* _Brief_: Transcribe only the part of the listing below that begins at the line containing "# point at: bus (one per instance)" and runs to its final line, keeping both ends.

* _Data extract_:
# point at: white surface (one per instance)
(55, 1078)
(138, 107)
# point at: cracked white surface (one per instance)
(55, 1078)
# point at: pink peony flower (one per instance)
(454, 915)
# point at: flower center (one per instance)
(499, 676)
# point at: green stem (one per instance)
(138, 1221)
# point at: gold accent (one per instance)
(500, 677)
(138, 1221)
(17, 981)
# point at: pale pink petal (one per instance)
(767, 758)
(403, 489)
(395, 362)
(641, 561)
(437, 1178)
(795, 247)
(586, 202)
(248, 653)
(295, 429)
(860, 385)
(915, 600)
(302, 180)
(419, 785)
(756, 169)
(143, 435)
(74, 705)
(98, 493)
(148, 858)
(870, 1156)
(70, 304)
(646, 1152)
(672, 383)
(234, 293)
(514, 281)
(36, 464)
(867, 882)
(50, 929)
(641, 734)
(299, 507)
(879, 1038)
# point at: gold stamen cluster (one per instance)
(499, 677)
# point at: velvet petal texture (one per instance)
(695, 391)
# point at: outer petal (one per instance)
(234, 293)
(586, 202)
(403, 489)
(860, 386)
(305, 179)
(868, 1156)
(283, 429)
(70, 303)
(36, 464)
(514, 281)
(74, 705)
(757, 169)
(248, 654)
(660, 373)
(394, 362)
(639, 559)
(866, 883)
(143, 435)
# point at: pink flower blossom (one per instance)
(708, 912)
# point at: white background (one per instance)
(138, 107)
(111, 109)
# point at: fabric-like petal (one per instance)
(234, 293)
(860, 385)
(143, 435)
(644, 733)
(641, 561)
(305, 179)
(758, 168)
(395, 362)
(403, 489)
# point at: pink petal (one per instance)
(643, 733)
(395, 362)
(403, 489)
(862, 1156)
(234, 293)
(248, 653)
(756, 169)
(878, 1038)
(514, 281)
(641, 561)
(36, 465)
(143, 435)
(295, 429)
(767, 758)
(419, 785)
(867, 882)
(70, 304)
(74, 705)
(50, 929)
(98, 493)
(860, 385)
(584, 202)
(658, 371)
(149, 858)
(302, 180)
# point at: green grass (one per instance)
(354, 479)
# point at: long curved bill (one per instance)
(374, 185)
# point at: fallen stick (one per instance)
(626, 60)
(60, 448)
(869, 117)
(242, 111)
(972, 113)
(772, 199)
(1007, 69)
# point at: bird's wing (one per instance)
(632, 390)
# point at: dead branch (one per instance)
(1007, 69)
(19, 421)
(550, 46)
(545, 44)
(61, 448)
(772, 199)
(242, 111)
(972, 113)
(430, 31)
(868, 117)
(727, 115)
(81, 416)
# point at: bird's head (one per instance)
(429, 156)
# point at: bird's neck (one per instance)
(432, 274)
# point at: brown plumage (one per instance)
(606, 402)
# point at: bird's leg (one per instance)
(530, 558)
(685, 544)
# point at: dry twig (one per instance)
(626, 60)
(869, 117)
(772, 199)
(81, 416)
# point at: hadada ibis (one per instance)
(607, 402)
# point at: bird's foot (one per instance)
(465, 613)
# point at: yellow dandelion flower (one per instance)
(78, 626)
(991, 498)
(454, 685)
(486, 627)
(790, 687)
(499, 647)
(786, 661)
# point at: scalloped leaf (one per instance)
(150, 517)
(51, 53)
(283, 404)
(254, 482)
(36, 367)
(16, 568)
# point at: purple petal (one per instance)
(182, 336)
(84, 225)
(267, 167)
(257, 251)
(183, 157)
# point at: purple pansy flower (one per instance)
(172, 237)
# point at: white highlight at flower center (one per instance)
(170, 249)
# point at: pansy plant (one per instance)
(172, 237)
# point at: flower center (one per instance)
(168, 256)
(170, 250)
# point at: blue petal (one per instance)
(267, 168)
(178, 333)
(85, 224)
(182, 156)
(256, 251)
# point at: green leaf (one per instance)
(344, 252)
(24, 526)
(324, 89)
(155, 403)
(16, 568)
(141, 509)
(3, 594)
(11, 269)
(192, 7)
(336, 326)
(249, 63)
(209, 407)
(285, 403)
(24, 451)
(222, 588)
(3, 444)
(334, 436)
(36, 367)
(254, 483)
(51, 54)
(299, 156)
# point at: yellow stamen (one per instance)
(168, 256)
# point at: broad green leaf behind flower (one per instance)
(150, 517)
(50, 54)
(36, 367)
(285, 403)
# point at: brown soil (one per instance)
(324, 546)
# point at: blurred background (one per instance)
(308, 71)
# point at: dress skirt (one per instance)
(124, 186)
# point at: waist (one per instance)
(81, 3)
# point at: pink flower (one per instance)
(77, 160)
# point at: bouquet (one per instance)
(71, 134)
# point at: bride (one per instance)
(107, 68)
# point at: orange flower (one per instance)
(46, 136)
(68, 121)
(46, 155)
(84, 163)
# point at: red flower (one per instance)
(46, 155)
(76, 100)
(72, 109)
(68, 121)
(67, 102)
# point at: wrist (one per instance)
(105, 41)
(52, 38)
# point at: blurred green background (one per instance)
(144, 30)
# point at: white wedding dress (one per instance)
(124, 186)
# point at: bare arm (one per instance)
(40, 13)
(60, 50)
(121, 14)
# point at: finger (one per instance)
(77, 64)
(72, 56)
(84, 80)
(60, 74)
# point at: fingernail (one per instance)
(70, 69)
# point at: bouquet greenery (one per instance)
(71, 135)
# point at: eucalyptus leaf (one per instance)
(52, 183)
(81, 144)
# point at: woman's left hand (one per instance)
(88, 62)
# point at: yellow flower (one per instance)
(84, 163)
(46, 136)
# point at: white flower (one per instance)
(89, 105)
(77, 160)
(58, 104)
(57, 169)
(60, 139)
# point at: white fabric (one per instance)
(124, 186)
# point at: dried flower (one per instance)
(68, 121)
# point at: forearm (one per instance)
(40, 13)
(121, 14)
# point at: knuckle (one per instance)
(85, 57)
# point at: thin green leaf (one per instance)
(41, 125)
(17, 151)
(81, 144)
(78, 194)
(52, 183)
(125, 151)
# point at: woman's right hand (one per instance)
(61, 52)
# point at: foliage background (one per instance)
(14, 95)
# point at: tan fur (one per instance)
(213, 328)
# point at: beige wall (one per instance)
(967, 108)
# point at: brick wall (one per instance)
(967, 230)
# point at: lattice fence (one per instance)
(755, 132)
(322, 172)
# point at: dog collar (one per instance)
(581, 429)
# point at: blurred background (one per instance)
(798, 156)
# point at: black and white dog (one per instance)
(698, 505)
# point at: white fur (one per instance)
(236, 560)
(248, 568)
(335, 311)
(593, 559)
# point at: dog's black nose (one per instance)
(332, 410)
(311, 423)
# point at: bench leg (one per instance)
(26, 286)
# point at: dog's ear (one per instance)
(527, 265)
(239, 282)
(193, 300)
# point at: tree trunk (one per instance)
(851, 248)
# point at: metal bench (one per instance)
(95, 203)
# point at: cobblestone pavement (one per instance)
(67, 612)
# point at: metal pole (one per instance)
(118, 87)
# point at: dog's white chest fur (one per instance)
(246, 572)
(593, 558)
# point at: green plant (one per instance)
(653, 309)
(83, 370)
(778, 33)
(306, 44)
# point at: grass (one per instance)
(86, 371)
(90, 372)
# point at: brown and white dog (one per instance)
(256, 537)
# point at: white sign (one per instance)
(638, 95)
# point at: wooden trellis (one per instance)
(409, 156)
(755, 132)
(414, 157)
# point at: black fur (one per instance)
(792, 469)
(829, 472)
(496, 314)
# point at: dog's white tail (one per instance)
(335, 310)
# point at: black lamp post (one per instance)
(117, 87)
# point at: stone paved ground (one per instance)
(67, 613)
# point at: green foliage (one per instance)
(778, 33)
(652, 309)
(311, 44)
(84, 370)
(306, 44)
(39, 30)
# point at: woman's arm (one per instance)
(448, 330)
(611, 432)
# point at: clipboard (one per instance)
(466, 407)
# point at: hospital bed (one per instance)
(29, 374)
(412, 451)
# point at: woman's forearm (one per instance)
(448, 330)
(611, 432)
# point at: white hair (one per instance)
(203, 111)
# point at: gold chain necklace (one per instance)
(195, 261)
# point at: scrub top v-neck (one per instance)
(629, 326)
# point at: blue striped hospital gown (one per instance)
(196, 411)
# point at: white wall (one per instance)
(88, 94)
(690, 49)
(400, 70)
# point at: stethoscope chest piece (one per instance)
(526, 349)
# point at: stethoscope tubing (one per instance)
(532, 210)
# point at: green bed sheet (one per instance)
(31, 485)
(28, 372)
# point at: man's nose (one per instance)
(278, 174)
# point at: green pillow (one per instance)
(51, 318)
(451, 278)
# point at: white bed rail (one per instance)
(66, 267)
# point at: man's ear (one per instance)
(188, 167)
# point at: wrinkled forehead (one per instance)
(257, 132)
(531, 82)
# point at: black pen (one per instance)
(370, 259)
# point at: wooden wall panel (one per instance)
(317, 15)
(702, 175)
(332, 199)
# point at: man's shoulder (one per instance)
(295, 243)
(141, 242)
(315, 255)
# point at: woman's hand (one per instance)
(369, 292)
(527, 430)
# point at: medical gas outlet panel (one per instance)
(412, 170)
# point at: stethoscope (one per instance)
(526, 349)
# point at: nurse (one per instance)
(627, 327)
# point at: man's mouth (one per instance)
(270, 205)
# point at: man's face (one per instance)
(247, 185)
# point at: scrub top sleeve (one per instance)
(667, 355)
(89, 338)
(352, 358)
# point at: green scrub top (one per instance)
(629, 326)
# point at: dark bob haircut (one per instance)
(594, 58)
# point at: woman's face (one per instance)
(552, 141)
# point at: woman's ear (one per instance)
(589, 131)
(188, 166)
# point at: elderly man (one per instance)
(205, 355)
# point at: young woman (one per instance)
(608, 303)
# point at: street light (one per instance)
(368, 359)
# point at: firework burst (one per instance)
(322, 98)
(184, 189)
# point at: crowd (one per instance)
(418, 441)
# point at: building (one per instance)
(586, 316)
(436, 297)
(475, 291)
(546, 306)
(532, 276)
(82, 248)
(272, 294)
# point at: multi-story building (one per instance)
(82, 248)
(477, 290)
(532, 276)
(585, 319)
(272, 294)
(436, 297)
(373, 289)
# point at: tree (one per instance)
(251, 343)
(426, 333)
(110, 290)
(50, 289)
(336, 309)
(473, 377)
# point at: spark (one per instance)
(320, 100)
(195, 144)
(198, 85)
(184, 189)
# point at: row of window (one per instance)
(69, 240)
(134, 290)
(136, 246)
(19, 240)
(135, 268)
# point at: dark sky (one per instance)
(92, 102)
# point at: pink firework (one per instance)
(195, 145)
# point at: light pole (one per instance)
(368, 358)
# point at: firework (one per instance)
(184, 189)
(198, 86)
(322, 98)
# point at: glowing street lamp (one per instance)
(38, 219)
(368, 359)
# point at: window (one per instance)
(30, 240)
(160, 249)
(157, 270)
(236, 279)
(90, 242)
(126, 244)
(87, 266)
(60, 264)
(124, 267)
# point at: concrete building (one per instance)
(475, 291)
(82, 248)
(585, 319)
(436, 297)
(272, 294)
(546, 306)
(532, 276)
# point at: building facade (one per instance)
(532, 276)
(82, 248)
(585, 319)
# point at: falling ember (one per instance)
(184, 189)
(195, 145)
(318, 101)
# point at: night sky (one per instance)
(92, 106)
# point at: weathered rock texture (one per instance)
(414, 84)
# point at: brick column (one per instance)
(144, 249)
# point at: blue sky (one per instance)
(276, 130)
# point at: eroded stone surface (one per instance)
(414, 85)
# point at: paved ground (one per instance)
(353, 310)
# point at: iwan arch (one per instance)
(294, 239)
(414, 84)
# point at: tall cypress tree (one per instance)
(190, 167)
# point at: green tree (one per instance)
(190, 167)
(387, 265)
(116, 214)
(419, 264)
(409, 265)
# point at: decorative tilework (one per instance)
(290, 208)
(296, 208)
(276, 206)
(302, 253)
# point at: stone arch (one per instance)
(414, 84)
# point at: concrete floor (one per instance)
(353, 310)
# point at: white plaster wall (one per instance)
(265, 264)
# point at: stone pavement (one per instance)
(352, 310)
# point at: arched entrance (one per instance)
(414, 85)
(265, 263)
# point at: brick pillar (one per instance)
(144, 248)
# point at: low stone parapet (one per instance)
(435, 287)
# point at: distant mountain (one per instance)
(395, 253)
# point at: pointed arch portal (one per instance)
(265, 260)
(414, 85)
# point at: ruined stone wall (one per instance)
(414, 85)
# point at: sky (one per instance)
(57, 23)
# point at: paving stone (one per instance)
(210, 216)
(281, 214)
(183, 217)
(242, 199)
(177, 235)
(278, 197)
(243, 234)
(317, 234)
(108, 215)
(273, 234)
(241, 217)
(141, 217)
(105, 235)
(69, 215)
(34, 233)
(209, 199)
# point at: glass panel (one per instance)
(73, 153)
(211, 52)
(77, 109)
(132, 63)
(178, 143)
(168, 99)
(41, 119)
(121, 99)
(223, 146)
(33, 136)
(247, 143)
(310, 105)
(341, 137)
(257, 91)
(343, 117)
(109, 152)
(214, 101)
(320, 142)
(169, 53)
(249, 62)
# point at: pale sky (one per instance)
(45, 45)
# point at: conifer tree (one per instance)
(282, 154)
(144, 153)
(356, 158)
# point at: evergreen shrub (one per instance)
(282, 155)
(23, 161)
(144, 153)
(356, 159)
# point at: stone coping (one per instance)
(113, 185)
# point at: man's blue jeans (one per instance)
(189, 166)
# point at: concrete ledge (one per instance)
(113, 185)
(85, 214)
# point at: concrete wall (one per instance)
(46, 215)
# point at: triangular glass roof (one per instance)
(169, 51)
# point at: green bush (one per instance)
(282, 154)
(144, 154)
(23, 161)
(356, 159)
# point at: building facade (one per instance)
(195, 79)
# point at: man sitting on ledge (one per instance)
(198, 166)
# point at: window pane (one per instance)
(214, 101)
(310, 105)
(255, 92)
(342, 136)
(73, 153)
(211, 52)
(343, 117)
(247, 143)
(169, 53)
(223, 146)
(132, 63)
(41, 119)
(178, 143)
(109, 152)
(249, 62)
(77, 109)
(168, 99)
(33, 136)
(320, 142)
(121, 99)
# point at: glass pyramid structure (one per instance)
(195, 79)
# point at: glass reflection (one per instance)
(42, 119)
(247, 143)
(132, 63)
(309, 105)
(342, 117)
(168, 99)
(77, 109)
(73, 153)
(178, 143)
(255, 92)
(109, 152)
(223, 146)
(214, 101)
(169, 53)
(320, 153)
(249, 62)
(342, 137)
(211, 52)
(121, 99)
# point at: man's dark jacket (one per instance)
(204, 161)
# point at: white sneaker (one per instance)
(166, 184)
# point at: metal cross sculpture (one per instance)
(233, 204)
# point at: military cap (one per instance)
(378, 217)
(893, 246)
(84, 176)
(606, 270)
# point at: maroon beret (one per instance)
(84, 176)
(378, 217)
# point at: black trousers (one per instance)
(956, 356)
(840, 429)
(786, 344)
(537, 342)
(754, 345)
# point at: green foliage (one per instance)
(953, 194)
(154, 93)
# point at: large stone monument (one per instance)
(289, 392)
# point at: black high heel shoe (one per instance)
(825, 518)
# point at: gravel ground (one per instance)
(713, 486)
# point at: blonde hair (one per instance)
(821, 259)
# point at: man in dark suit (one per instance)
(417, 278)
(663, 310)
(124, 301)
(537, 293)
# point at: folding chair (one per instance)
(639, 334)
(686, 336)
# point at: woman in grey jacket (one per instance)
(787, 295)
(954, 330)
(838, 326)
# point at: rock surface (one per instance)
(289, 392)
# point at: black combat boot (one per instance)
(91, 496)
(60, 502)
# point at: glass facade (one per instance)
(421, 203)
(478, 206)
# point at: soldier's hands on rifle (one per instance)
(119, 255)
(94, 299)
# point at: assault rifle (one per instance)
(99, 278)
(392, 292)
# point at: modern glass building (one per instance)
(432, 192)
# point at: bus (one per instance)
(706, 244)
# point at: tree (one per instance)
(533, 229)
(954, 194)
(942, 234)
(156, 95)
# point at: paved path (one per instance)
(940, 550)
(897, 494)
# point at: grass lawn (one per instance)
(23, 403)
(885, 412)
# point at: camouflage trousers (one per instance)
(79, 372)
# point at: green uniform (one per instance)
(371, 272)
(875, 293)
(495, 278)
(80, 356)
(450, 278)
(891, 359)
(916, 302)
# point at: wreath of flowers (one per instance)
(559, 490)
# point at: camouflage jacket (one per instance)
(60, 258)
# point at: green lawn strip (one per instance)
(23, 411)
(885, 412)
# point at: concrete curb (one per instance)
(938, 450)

* _Answer to the exercise_:
# point at: bus (one per instance)
(706, 244)
# point at: tree (one per instance)
(533, 229)
(954, 194)
(942, 234)
(156, 95)
# point at: paved path (one per instance)
(940, 550)
(897, 494)
# point at: grass lawn (one per instance)
(23, 403)
(885, 412)
# point at: camouflage trousers (one per instance)
(79, 372)
# point at: green uniform (one per instance)
(371, 272)
(875, 293)
(495, 278)
(80, 356)
(450, 278)
(891, 359)
(916, 302)
# point at: wreath of flowers (one per instance)
(559, 490)
# point at: camouflage jacket (one per instance)
(60, 258)
# point at: green lawn strip (one per instance)
(23, 411)
(885, 412)
# point at: concrete curb (one per instance)
(938, 450)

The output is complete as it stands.